* TASK DATA *
╔══

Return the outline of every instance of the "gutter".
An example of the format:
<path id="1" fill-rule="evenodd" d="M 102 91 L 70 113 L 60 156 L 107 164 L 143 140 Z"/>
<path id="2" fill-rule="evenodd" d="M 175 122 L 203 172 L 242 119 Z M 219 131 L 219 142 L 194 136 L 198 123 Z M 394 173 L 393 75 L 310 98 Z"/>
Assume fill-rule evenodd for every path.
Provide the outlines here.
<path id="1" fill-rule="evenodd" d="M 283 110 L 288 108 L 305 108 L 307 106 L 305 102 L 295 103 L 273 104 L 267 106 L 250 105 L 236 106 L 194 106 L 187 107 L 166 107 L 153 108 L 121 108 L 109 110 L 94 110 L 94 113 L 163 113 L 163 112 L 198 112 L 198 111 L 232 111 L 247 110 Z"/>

╚══

Rewrite the records above with "gutter" swapped for "rain gutter" wherever it occurs, keeping everything else unchanged.

Return the outline of every instance of the "rain gutter".
An example of the format:
<path id="1" fill-rule="evenodd" d="M 102 91 L 70 113 L 60 156 L 107 164 L 143 140 Z"/>
<path id="2" fill-rule="evenodd" d="M 175 122 L 203 172 L 242 119 Z M 219 131 L 219 142 L 194 136 L 198 123 Z M 394 173 L 393 75 L 310 98 Z"/>
Assume fill-rule evenodd for every path.
Provide the outlines here.
<path id="1" fill-rule="evenodd" d="M 283 110 L 288 108 L 305 108 L 307 106 L 305 102 L 295 103 L 273 104 L 267 106 L 250 105 L 236 106 L 194 106 L 187 107 L 166 107 L 153 108 L 121 108 L 109 110 L 94 110 L 94 113 L 163 113 L 163 112 L 198 112 L 198 111 L 232 111 L 247 110 Z"/>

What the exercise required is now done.